Lay out the lines of the data entries below as a JSON list of strings, one string per line and no strings for blank lines, and leave the pictures out.

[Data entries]
'''
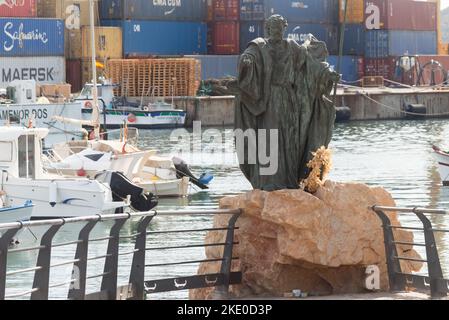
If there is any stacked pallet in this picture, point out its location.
[107,58,201,97]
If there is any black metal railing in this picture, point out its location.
[0,210,241,300]
[145,210,242,299]
[372,206,449,298]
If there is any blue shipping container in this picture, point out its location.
[240,0,265,21]
[327,56,363,82]
[99,0,207,21]
[265,0,338,24]
[186,55,240,80]
[344,24,365,56]
[240,21,265,52]
[0,18,64,57]
[286,23,338,54]
[102,20,207,57]
[365,30,437,58]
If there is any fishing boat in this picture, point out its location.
[0,80,84,147]
[0,201,34,225]
[432,146,449,186]
[0,126,157,218]
[75,80,187,129]
[44,140,212,197]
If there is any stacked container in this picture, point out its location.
[0,0,65,88]
[208,0,240,55]
[100,0,207,57]
[358,0,438,84]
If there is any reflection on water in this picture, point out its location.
[7,120,449,299]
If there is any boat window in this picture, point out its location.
[80,86,92,97]
[19,135,36,179]
[0,141,12,162]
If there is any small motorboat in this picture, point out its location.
[0,199,34,245]
[0,200,34,225]
[432,146,449,187]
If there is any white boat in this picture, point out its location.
[0,80,85,148]
[0,201,34,226]
[0,126,130,218]
[44,140,190,197]
[433,146,449,186]
[75,81,187,129]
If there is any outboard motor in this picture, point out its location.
[95,171,158,212]
[172,157,214,190]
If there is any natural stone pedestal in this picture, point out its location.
[190,181,421,299]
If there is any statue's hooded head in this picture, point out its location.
[265,14,288,41]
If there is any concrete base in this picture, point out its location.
[131,88,449,127]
'''
▶ WORKED SOLUTION:
[
  "If there is any stacked pallet in this picture, point out its location.",
  "[107,58,201,97]",
  "If there is any black metal railing in this picture, point out its location.",
  "[0,210,241,300]",
  "[145,210,242,299]",
  "[372,206,449,298]",
  "If there is any blue shipping container in this picture, point out its location.",
  "[240,0,265,21]",
  "[327,56,363,82]",
  "[99,0,207,21]",
  "[265,0,338,24]",
  "[186,55,240,80]",
  "[344,24,365,56]",
  "[240,21,265,52]",
  "[0,18,64,57]",
  "[286,23,338,54]",
  "[102,20,207,57]",
  "[365,30,437,58]",
  "If there is any fishing boat in this picture, point out its location.",
  "[0,80,84,147]",
  "[0,201,34,225]",
  "[432,146,449,186]",
  "[0,126,157,218]",
  "[75,80,187,129]",
  "[44,140,212,197]",
  "If there is any stacked container in this picture, point out its location.",
  "[0,0,65,88]",
  "[208,0,240,55]",
  "[100,0,207,57]",
  "[358,0,438,84]",
  "If there is any reflection on water in this picture, point out its location.",
  "[7,120,449,299]",
  "If there is any boat window in this picture, point out its location.",
  "[80,86,92,97]",
  "[19,135,36,179]",
  "[0,141,12,162]",
  "If there is any small motorboat in this picture, point out its location.",
  "[0,199,34,245]",
  "[0,200,34,225]",
  "[432,146,449,187]",
  "If there is any white boat in this picture, point out its location.",
  "[0,80,85,148]",
  "[0,201,34,226]",
  "[0,126,130,218]",
  "[44,140,190,197]",
  "[433,146,449,186]",
  "[75,81,187,129]",
  "If there is any outboard motor in this picture, point out its location.",
  "[95,171,158,212]",
  "[172,157,214,190]",
  "If there is any natural stone pedestal in this picture, point out its location.",
  "[190,181,421,299]",
  "If there is any statue's hooded head in this picture, point out its location.",
  "[265,14,288,41]",
  "If there is any concrete base in this picture, point out its location.",
  "[131,88,449,127]"
]